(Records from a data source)

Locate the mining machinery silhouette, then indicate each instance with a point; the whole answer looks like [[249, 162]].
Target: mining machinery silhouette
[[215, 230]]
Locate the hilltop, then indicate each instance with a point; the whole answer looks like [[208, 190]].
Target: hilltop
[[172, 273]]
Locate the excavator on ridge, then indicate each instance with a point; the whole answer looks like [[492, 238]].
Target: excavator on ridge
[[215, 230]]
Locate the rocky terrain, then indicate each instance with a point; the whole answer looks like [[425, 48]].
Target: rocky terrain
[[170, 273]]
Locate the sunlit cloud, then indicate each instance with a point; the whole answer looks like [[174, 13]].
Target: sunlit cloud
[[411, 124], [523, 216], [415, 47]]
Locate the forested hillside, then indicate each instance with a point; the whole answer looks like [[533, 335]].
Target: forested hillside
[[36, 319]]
==
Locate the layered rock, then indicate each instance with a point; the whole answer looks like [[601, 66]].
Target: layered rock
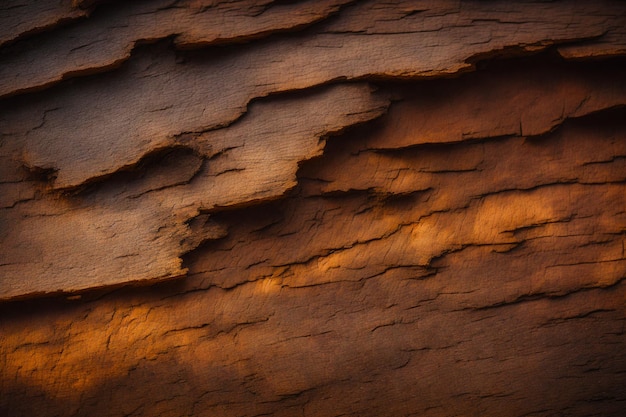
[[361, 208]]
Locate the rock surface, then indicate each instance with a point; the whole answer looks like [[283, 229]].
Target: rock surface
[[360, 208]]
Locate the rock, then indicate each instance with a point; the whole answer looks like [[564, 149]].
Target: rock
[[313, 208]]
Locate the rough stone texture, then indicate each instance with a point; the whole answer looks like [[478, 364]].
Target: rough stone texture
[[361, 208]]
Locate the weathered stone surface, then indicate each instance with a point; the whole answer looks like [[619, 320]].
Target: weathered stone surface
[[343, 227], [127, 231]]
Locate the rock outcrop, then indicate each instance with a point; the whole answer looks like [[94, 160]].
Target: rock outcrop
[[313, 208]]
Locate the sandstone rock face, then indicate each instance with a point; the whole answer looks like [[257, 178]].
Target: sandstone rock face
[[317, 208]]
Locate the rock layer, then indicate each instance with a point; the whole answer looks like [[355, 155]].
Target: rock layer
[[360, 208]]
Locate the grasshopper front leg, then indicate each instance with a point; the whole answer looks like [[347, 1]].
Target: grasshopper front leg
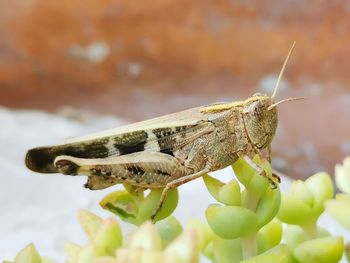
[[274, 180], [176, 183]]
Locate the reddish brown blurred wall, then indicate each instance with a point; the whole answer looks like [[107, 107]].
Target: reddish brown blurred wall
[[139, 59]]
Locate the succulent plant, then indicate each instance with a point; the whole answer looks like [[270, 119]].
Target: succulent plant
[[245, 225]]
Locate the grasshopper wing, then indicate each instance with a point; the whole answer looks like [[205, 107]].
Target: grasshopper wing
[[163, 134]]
==
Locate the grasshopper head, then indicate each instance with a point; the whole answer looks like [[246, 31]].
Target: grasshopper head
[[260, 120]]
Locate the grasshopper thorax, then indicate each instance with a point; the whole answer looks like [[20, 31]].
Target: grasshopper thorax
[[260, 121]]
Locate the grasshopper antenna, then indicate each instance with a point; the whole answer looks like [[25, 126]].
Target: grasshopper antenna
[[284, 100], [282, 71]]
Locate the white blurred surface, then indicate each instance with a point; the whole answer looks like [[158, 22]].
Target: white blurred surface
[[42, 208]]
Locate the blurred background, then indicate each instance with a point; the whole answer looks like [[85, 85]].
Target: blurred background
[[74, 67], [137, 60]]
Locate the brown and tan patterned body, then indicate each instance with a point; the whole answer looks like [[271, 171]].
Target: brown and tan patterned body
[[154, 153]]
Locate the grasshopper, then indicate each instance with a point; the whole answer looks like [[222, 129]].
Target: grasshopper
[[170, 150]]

◆ What you need to do ◆
Restate word for word the entries above, starting at the line with "Locate the mining" and ending at the line with "Locate the forested", inclusive, and no others.

◆ Task output ◆
Locate the mining machinery silhouette, then indicate each instance with a point; the whole answer looks like [[249, 162]].
Target: mining machinery silhouette
[[215, 230]]
Locate the hilltop, then indicate each instance with a point; the whole answer looks like [[208, 190]].
Target: hilltop
[[172, 273]]
Locate the excavator on ridge, then indicate each instance with a point; the whole answer looks like [[492, 238]].
Target: excavator on ridge
[[215, 230]]
Locate the rocky terrain, then indicate each instance with a point; the whole answer looks like [[425, 48]].
Target: rocky terrain
[[170, 273]]
Locate the sunlit cloud, then indicate each instance with a point; the whole answer looks like [[174, 13]].
Target: sunlit cloud
[[411, 124], [523, 216], [415, 47]]
Locate the forested hillside, then indicate each instance with a point; the whole answer looks like [[533, 335]].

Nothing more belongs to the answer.